— WHAT THE EXERCISE ASKS —
Please write out the full passage on migrant domestic workers in Asia word for word.

— SOURCE PASSAGE —
Last week Singapore sent a married couple to jail for force-feeding vomit to their domestic worker from Myanmar and threatening to kill her parents. For ten months Moe Moe Than was regularly abused, caned by her employers and barred from using the toilet.
Earlier this month Hong Kong had its own shocking case: a Filipina domestic worker, Baby Jane Allas, was promptly fired by her employers after being diagnosed with stage 3 cervical cancer, thus eliminating her health insurance.
Stories like these are the tip of iceberg, but migrant domestic workers across modern Asia regularly face racial discrimination and varying levels of labor exploitation fuelled by a reliance on cheap labor.
As the South China Morning Post asks, “Are Hongkongers, Singaporeans and Malaysians ever going to change?”

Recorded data
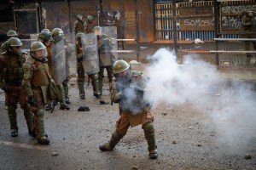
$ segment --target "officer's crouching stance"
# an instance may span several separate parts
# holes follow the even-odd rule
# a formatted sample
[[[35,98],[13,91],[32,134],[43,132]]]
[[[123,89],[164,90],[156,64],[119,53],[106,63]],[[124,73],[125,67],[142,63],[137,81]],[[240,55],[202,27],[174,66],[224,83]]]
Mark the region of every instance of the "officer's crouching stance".
[[[113,65],[115,80],[111,84],[111,101],[119,104],[120,117],[110,141],[99,146],[102,151],[112,150],[127,133],[129,127],[142,124],[148,145],[149,158],[156,159],[158,152],[154,139],[154,116],[149,102],[143,99],[146,78],[142,72],[131,71],[125,60]]]

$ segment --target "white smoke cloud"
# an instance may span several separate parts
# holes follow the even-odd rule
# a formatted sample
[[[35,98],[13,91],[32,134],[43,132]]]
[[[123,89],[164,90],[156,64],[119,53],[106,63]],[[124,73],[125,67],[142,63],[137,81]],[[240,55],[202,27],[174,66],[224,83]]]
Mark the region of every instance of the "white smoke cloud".
[[[145,98],[154,104],[153,107],[160,103],[198,106],[213,117],[225,141],[235,145],[241,139],[256,136],[256,102],[252,85],[242,81],[228,83],[218,77],[215,65],[195,57],[185,56],[185,64],[179,65],[174,53],[166,48],[149,56],[152,64],[145,70],[148,77]]]

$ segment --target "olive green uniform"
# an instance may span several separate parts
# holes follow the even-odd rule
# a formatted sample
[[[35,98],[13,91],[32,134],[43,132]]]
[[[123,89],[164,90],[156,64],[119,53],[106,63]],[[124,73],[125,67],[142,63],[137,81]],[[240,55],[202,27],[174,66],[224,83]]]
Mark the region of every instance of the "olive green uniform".
[[[149,156],[152,154],[152,159],[155,159],[155,154],[157,155],[157,150],[154,139],[154,128],[153,125],[154,116],[150,110],[150,105],[148,102],[143,101],[143,98],[137,99],[137,102],[134,103],[140,108],[136,114],[134,111],[125,108],[127,103],[124,100],[125,97],[120,95],[125,90],[125,88],[130,87],[131,84],[144,83],[146,79],[140,71],[131,71],[131,79],[128,80],[126,84],[119,85],[119,81],[113,81],[111,83],[111,101],[119,104],[120,117],[116,122],[116,130],[113,133],[110,141],[104,145],[100,146],[102,150],[110,150],[119,143],[119,141],[126,134],[129,127],[135,127],[142,124],[142,128],[144,130],[145,138],[148,145]],[[122,89],[123,88],[123,89]]]
[[[79,90],[79,96],[84,98],[84,70],[83,67],[83,49],[81,43],[76,44],[77,48],[77,66],[78,66],[78,86]],[[89,78],[91,79],[91,85],[93,88],[93,94],[96,97],[100,97],[99,80],[98,73],[88,75]]]
[[[74,26],[74,32],[75,35],[77,35],[77,33],[79,32],[83,32],[84,31],[84,22],[82,20],[75,20],[73,23]]]
[[[246,15],[245,19],[242,21],[242,30],[244,31],[252,31],[252,16]],[[245,38],[252,38],[252,35],[250,34],[246,34],[244,35]],[[249,51],[250,50],[250,42],[253,43],[254,50],[256,50],[256,42],[253,41],[245,41],[245,50]],[[246,65],[249,65],[252,59],[252,54],[247,54],[247,62]]]
[[[123,33],[123,29],[121,26],[121,21],[119,20],[114,20],[112,23],[113,26],[116,26],[117,30],[117,38],[118,39],[124,39],[124,33]],[[124,41],[118,41],[118,49],[119,49],[119,42],[122,45],[122,49],[125,49],[124,46]]]
[[[52,48],[52,45],[49,48],[46,47],[47,53],[48,53],[47,64],[49,65],[49,72],[50,76],[52,76],[52,62],[51,62],[52,61],[52,60],[51,60],[52,56],[51,56],[51,53],[50,53],[51,48]],[[66,110],[66,109],[69,110],[69,107],[65,104],[66,100],[69,99],[67,78],[65,79],[63,82],[64,82],[64,83],[62,82],[61,84],[56,84],[56,90],[58,91],[58,94],[61,95],[61,97],[60,97],[60,99],[60,99],[60,103],[61,103],[60,109],[61,110]],[[65,88],[63,87],[63,84],[64,84]],[[66,89],[66,92],[65,92],[65,89]]]
[[[44,106],[48,102],[48,86],[50,76],[46,60],[28,58],[23,65],[24,88],[28,98],[32,98],[34,105],[31,105],[31,111],[34,113],[35,132],[38,140],[45,139],[44,132]]]
[[[84,31],[85,34],[93,33],[93,28],[96,26],[94,22],[85,22],[84,25]]]
[[[22,65],[28,56],[26,53],[20,55],[9,51],[0,55],[0,88],[6,92],[6,105],[10,123],[10,129],[18,130],[17,103],[24,110],[28,132],[32,134],[32,116],[30,112],[25,88],[21,87],[23,80]]]
[[[99,54],[99,63],[100,63],[100,71],[99,71],[99,87],[100,87],[100,93],[102,94],[102,88],[103,88],[103,78],[104,78],[104,69],[107,70],[108,79],[108,82],[111,83],[113,81],[113,68],[112,65],[104,65],[103,62],[101,60],[101,55],[105,55],[106,52],[102,52],[102,48],[103,48],[103,36],[97,36],[97,43],[98,43],[98,54]]]

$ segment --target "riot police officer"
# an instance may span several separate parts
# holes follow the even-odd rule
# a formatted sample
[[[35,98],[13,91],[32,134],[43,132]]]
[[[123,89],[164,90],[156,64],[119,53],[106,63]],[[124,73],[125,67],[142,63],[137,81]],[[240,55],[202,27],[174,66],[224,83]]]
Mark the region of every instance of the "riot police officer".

— OUTPUT OF THE EXERCISE —
Last week Singapore sent a married couple to jail for force-feeding vomit to their domestic worker from Myanmar and threatening to kill her parents. For ten months Moe Moe Than was regularly abused, caned by her employers and barred from using the toilet.
Earlier this month Hong Kong had its own shocking case: a Filipina domestic worker, Baby Jane Allas, was promptly fired by her employers after being diagnosed with stage 3 cervical cancer, thus eliminating her health insurance.
Stories like these are the tip of iceberg, but migrant domestic workers across modern Asia regularly face racial discrimination and varying levels of labor exploitation fuelled by a reliance on cheap labor.
As the South China Morning Post asks, “Are Hongkongers, Singaporeans and Malaysians ever going to change?”